__Stated goal__
Below are the records; reproduce all of them exactly but without any images.

Collection entries:
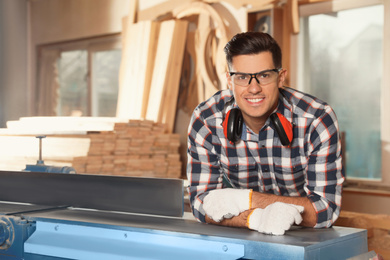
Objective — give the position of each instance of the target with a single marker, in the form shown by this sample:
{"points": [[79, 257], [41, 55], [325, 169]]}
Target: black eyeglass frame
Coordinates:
{"points": [[253, 75]]}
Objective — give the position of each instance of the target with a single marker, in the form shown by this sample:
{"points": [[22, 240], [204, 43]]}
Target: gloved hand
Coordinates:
{"points": [[276, 218], [226, 203]]}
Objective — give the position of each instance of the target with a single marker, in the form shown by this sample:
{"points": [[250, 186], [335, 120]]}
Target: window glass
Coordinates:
{"points": [[342, 57], [105, 74], [73, 87]]}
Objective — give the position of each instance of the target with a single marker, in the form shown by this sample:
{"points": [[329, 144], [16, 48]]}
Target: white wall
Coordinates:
{"points": [[13, 60]]}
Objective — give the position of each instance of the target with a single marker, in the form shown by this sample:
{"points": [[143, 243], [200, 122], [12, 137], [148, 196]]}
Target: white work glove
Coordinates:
{"points": [[276, 218], [226, 203]]}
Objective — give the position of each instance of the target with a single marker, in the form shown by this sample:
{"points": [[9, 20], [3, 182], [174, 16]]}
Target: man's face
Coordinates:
{"points": [[256, 101]]}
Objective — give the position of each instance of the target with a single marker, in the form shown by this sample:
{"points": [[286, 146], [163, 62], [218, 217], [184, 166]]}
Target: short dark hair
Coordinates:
{"points": [[253, 43]]}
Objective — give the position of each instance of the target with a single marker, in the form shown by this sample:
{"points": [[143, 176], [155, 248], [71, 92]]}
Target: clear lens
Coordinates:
{"points": [[265, 77]]}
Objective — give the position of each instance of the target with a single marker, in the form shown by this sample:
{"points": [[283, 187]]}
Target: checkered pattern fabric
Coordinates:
{"points": [[310, 167]]}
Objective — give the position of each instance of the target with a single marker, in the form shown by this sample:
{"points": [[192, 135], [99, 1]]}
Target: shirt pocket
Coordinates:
{"points": [[241, 175], [291, 178]]}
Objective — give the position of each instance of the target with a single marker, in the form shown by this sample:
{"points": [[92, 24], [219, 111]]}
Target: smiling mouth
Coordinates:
{"points": [[254, 100]]}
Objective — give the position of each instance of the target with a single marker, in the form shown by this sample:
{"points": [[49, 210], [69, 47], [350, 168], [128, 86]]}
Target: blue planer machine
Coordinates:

__Task result__
Objective — give the position of each instance of the target with a single marker, in the form shown by this sample:
{"points": [[79, 257], [41, 55], [325, 169]]}
Target: black eyeglass frame
Coordinates:
{"points": [[253, 75]]}
Objective — give the position of each instance of the target with a single marker, in the form shown by this sample:
{"points": [[22, 240], [204, 43]]}
Target: gloved hand
Coordinates:
{"points": [[276, 218], [226, 203]]}
Objective — give the position of each instance of the target with a single marker, in the form shown by this sample:
{"points": [[250, 186], [335, 120]]}
Target: window glass
Coordinates:
{"points": [[342, 57], [105, 74], [73, 87]]}
Objective — give the position of each instance of the target with a single marker, in the form shown by this sample:
{"points": [[329, 144], [16, 48]]}
Target: white wall
Coordinates:
{"points": [[13, 60]]}
Objective — give the position of each instance of the target with a single marker, in the form shown by this sample:
{"points": [[143, 243], [200, 122], [12, 137], [148, 196]]}
Target: white work glove
Coordinates:
{"points": [[276, 218], [226, 203]]}
Objective — give the position of each instance of the target with a single marker, in the form shown by this sample:
{"points": [[9, 20], [3, 182], [174, 16]]}
Target: man's face
Coordinates:
{"points": [[256, 101]]}
Objective — give the position of each instance of the target with a single marker, in the form shown by this sample:
{"points": [[286, 146], [163, 62], [218, 217], [184, 166]]}
Target: short dark hair
Coordinates:
{"points": [[253, 43]]}
Objective — give the position of each instance of the target with a single marker, in the form shown by this sample:
{"points": [[143, 176], [155, 248], [71, 92]]}
Target: clear lens
Coordinates:
{"points": [[265, 77]]}
Objective — give the position of each instance of the target with a single marker, in the form shown by this sample:
{"points": [[283, 187]]}
Target: checkered pattern fabric
Coordinates:
{"points": [[310, 167]]}
Objective — give the position of each instance of the target with a single marker, in the form shown by this sample:
{"points": [[192, 135], [99, 1]]}
Target: shirt pocket
Coordinates:
{"points": [[241, 175], [291, 178]]}
Objective — give the position of each instance of the target with a single marker, in the form shown by this sample:
{"points": [[92, 24], [219, 111]]}
Target: smiling mouth
Coordinates:
{"points": [[254, 100]]}
Objective — give the position of each instance of the target with a single marker, in the form shown by this sample:
{"points": [[49, 210], [69, 47], [350, 168], [128, 86]]}
Target: blue planer machine
Coordinates:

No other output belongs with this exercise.